---------- QUELLE ----------
[Thema] Aushang

  • Am nächsten Tag stand ich während der Sitzung auf, ging zur Mitte der Halle und zeigte folgenden Aushang den Anwesenden.


    MENSCHEN TARRACOS



    WER BEHERRSCHT EUCH WIRKLICH? EUER BRUDER AGRIPPA?



    WEHRT EUCH GEGEN DEN BASTARD AUS ROM! ORGANISIERT EUCH SELBST!



    DEM SENAT IST DAS SCHICKSAL DER STADT EGAL! BOYKOTTIERT SENATSBESCHLÜSSE! LASST AN EUREN VERSTAND APPELLIEREN!



    FÜR EINE SELBSTBESTIMMTE VOLKSHERRSCHAFT UND EINEN NEUEN SENAT!



    Braucht ihr wirklich einen Kaiser?



    Mit gespielt nachdenklicher Miene äußerte ich mich dazu. Ich setzte darauf, dass nur die wenigsten unter ihnen überhaupt diesen Aushang mit mir in Verbindung setzen würden.


    Dieser Aushang wurde gestern abend angeschlagen. Er zeigt, wie es in dieser Stadt scheinbar bestellt ist. Besonders die letzte Zeile lässt mich stutzen.
----------
§ AUFGABENSTELLUNG 1: Suche aus den Einträgen jede Zeile heraus, in der das Wort „dark" vorkommt.
---------- ÜBUNGSDATEN ----------
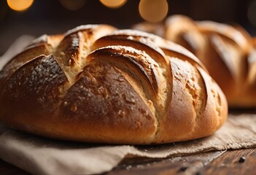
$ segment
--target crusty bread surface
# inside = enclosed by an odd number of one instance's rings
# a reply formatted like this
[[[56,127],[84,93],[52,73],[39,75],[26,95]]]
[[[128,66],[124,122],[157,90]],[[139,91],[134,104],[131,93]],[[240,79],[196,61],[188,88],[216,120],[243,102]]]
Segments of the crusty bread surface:
[[[193,54],[135,30],[86,25],[44,35],[0,72],[0,120],[46,137],[170,143],[209,136],[227,115]]]
[[[244,28],[180,15],[152,26],[141,23],[134,28],[160,34],[195,54],[222,90],[229,107],[256,107],[256,40]]]

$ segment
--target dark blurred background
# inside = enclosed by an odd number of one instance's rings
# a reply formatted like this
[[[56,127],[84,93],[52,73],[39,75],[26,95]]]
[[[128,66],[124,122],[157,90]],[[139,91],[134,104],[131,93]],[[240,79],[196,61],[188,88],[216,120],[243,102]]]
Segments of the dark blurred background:
[[[104,5],[104,0],[34,0],[31,7],[21,12],[11,9],[12,3],[26,1],[0,0],[0,55],[23,34],[59,34],[88,23],[108,23],[125,28],[144,20],[139,10],[141,0],[126,0],[116,8]],[[198,20],[236,23],[251,35],[256,35],[256,0],[164,1],[168,7],[166,16],[183,14]]]

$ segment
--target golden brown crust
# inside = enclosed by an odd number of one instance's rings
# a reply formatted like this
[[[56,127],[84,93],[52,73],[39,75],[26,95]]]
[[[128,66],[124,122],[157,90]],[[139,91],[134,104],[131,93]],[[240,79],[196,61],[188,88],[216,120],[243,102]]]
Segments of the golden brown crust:
[[[192,53],[155,35],[82,26],[42,36],[0,74],[0,119],[51,138],[148,144],[213,133],[225,97]]]
[[[165,23],[163,35],[200,59],[223,90],[230,107],[256,106],[252,85],[255,40],[242,27],[173,15]]]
----------
§ AUFGABENSTELLUNG 2: Wen spricht der Aushang in der Quelle mit seiner ersten Zeile an?

§ VOLLSTÄNDIGE LÖSUNG 1:
--target dark blurred background
Segments of the dark blurred background:

§ VOLLSTÄNDIGE LÖSUNG 2: Die Menschen Tarracos.